**TEXTE DE LA PAGE:**
########################################

Dire que la COVID-19 a bouleversé le quotidien est un truisme on ne peut plus banal. Si, pour plusieurs, la « nouvelle normalité » consiste simplement à faire la file à l’épicerie et à se laver les mains plus souvent, pour certains, il peut s’agir de problèmes beaucoup plus graves et complexes.
C’est ainsi que le Collège Boréal a voulu répondre, par le biais d’une présentation en ligne, à la question suivante : quel est l’impact de la crise de la COVID-19 sur les droits de garde et de visite des enfants? En effet, composer avec un divorce et une garde partagée n’est pas, en temps normal, une situation des plus agréables. La pandémie, avec les mesures de distanciation sociale qui l’accompagnent, vient compliquer encore davantage cette dynamique.
Ou est-ce vraiment le cas? Dans sa présentation, Me Norlanda Joseph, qui enseigne au Collège Boréal, a évoqué les aspects pratiques du fonctionnement de la Cour de justice de l’Ontario et de la Cour supérieure de justice qui sont bouleversés par la pandémie. « Si vous voulez déposer des documents, présentement, les choses changent chaque semaine », s’est-elle désolée, ajoutant plus tard que les procédures par vidéoconférence ou téléconférence sont maintenant la norme.
Or, il y a néanmoins quelque chose de crucial qui ne change pas : l’intérêt supérieur de l’enfant. Ce principe directeur en droit de la famille continue de guider les décisions des juges, même en ces temps particuliers.
Qui plus est, la notion de « motion urgente », qui existait déjà avant l’établissement du confinement obligatoire, a pris depuis celui-ci beaucoup d’importance puisque ce ne sont que les causes qui entrent dans cette catégorie qui sont entendues par les cours pour ce qui relève du droit de la famille.
Qu’est-ce qu’une motion urgente? Cela concerne, en gros, tout ce qui touche à la protection et la sécurité des enfants et des parents et regroupe des cas extrêmes – tels les enlèvements internationaux d’enfants – comme des situations plus bénignes – telles les contestations de garde partagée d’enfants.

########################################

(Données de localisation de points)
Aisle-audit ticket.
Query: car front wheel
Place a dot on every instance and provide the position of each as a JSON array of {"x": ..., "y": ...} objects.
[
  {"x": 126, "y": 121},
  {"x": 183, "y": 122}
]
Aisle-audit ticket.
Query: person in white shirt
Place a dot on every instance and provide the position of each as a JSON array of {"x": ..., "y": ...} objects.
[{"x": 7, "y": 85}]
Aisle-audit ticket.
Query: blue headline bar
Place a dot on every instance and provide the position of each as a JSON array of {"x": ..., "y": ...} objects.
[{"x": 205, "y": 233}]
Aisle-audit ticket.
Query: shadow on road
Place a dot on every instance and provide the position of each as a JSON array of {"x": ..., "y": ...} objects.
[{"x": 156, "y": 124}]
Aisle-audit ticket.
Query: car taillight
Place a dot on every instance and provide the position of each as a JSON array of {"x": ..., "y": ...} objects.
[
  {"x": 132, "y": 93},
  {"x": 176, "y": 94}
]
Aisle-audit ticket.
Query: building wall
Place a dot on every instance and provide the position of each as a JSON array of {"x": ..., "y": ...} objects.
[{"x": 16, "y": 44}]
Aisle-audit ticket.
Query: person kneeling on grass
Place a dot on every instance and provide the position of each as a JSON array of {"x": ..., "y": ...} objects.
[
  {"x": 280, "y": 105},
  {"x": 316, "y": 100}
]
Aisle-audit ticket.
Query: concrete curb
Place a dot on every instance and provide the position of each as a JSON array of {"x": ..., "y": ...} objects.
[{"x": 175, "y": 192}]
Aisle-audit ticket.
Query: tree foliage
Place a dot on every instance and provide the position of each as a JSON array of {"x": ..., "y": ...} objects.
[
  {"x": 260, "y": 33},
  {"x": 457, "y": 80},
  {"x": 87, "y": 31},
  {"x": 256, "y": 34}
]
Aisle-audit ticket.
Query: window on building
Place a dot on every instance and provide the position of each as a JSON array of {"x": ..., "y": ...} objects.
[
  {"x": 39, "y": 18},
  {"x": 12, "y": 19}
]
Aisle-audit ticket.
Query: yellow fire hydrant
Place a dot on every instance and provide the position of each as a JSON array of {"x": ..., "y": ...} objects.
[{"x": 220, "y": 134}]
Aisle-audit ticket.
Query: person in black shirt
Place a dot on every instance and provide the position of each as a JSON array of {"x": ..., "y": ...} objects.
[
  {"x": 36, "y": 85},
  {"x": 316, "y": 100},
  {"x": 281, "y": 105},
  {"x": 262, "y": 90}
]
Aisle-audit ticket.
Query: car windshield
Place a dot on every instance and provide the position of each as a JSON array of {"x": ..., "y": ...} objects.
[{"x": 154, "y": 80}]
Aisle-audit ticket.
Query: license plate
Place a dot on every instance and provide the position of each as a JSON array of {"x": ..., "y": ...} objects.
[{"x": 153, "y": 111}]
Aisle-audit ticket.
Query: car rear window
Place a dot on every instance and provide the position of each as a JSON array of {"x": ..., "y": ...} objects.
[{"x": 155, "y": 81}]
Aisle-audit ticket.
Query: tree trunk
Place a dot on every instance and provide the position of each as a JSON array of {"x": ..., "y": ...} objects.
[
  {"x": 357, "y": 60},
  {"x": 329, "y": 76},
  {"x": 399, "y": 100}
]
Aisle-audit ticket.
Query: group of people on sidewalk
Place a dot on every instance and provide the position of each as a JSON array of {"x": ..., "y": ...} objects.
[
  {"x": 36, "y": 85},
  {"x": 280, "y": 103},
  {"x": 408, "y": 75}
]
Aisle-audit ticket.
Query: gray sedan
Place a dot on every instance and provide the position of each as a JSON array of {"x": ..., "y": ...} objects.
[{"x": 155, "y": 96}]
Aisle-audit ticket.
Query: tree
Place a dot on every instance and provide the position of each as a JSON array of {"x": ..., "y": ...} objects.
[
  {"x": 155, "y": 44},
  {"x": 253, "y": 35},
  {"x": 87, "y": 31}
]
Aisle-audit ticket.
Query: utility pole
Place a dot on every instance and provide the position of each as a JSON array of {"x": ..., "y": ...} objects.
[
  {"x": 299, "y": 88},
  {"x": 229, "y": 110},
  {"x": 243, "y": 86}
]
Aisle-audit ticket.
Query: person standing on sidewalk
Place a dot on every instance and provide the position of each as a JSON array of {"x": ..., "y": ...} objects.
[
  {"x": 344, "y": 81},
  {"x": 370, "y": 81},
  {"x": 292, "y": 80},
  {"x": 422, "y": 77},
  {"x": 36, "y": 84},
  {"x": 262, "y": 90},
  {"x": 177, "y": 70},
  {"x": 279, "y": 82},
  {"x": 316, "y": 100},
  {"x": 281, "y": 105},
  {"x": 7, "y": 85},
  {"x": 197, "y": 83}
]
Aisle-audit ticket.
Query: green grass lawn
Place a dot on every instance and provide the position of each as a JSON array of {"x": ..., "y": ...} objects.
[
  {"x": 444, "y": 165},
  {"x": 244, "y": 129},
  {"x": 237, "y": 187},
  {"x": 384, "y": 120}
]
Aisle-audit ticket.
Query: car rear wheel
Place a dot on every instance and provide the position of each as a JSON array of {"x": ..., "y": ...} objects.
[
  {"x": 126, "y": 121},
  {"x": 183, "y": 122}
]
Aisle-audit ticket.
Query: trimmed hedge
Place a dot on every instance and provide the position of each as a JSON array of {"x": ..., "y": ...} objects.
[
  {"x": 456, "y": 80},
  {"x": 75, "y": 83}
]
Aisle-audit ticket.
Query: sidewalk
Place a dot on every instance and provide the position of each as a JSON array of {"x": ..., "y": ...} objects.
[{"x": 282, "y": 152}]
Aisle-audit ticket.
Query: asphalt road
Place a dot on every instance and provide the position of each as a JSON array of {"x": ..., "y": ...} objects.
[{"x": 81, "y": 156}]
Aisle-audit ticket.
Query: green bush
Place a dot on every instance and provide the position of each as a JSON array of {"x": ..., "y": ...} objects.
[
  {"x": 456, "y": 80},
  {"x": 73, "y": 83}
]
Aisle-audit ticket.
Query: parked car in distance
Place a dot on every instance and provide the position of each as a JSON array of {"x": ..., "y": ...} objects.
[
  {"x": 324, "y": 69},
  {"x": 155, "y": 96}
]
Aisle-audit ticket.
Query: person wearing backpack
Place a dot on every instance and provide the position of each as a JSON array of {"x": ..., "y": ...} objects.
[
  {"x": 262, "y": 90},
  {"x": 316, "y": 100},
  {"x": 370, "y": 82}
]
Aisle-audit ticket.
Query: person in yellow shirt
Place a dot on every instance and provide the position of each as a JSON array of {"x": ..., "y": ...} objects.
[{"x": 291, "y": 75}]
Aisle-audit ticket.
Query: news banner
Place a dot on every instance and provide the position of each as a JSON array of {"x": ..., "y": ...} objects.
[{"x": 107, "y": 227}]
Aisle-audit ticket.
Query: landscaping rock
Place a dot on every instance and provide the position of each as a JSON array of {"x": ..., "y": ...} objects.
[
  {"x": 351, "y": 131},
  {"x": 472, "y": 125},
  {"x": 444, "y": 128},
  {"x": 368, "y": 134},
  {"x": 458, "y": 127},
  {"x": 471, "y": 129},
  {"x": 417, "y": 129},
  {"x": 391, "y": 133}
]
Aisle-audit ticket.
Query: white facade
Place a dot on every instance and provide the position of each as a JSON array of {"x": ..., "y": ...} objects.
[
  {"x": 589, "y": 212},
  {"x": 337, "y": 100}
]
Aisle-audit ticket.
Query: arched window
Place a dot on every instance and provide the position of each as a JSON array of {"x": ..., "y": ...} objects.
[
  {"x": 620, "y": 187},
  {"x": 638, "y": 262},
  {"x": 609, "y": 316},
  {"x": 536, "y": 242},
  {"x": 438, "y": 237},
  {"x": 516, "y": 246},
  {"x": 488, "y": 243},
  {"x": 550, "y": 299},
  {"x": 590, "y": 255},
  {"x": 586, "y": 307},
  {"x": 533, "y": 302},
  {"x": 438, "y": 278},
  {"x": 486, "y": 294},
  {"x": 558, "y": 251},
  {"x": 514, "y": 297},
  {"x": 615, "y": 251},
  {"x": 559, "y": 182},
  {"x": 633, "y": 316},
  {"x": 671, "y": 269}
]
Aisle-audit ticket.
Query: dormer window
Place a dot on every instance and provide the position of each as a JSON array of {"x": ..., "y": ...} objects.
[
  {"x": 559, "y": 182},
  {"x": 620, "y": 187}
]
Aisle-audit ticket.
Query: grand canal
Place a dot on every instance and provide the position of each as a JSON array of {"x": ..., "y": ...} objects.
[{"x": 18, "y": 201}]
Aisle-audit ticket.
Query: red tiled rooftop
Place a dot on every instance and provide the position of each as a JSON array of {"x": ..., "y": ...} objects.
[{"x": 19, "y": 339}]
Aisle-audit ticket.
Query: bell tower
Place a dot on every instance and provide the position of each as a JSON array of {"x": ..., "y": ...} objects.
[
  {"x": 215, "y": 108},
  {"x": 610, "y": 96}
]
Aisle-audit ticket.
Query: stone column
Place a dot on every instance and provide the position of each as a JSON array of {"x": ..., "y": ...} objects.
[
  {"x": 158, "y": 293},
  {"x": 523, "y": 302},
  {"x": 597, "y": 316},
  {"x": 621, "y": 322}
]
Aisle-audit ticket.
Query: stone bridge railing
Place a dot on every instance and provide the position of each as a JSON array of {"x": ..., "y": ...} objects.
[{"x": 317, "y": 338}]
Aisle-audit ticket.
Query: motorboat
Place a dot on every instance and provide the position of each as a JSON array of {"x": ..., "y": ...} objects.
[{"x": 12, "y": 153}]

########################################

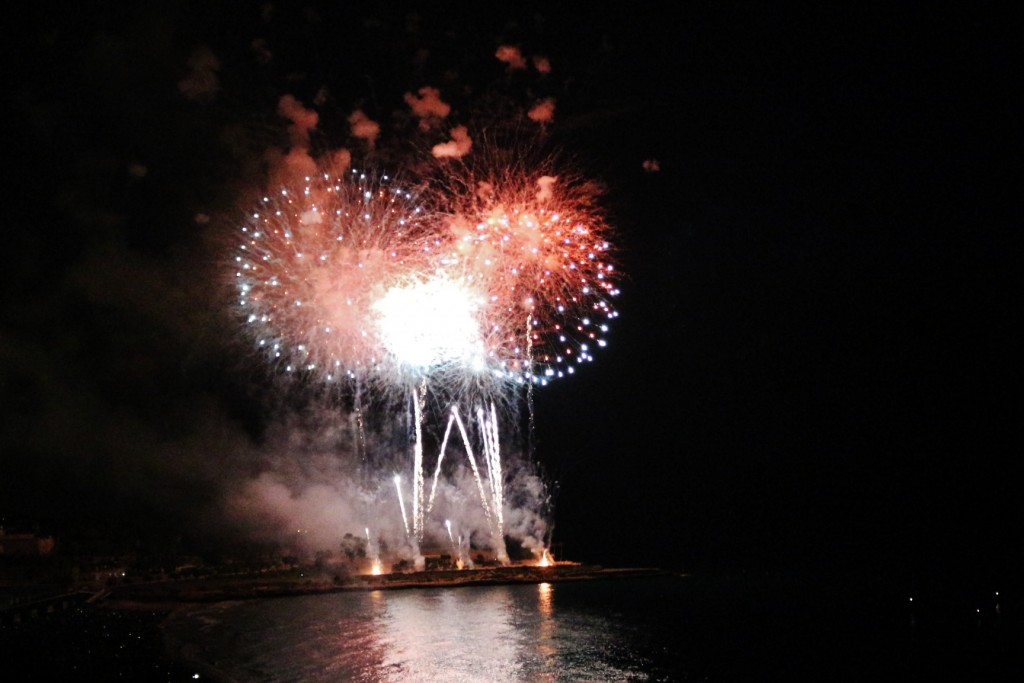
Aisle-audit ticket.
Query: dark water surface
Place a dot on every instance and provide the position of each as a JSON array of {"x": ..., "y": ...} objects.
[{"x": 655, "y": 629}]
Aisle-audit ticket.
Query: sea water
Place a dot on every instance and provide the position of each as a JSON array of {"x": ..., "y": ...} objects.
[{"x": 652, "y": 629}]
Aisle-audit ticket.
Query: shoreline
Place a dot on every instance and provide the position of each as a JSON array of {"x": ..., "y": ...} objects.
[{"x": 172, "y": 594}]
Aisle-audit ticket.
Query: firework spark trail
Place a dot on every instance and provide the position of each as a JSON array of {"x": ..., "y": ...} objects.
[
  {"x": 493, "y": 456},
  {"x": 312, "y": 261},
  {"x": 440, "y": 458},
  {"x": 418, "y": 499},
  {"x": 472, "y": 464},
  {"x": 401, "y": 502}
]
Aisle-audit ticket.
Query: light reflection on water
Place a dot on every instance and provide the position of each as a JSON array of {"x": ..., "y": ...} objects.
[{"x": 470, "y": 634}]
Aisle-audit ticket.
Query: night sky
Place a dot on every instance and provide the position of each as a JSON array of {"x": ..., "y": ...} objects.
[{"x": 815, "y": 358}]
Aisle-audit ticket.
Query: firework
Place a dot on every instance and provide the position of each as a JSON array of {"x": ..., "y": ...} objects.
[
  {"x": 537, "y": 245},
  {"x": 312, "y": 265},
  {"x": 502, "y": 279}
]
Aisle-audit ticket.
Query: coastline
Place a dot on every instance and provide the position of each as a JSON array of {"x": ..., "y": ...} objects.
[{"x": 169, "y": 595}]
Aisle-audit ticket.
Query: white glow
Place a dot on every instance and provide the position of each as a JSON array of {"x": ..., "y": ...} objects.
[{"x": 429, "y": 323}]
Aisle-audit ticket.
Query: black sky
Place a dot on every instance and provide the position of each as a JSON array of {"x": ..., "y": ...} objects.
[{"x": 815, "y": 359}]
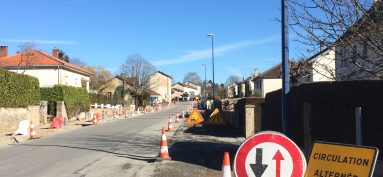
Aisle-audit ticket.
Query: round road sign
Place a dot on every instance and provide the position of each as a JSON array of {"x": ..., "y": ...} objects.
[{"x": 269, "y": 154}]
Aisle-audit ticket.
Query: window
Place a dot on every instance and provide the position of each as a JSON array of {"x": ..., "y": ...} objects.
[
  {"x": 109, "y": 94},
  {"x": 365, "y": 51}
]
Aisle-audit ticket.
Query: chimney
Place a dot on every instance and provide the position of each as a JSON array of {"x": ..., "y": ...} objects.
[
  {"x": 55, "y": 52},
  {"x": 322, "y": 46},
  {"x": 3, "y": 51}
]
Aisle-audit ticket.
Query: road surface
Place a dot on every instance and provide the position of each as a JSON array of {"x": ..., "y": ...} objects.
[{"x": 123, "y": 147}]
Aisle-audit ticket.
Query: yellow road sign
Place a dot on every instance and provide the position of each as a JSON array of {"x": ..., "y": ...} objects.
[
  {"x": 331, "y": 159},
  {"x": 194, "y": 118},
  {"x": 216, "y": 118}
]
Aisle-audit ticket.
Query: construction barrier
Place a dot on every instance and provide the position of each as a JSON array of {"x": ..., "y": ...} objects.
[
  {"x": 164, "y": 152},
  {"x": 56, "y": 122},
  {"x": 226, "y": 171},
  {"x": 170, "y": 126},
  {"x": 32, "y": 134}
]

########################################

**TÂCHES À RÉALISER:**
- A) Reproduisez le passage du texte sur la garde des enfants pendant la COVID-19 compris entre « Ou est-ce vraiment » et « ces temps particuliers. », inclusivement.
- B) D'après le texte sur la garde des enfants pendant la COVID-19, quel principe directeur du droit de la famille continue de guider les décisions des juges ?
Ces données ne servent pas ici.

**SECTION DES RÉPONSES:**
- A)
Ou est-ce vraiment le cas? Dans sa présentation, Me Norlanda Joseph, qui enseigne au Collège Boréal, a évoqué les aspects pratiques du fonctionnement de la Cour de justice de l’Ontario et de la Cour supérieure de justice qui sont bouleversés par la pandémie. « Si vous voulez déposer des documents, présentement, les choses changent chaque semaine », s’est-elle désolée, ajoutant plus tard que les procédures par vidéoconférence ou téléconférence sont maintenant la norme.
Or, il y a néanmoins quelque chose de crucial qui ne change pas : l’intérêt supérieur de l’enfant. Ce principe directeur en droit de la famille continue de guider les décisions des juges, même en ces temps particuliers.

- B) L'intérêt supérieur de l'enfant.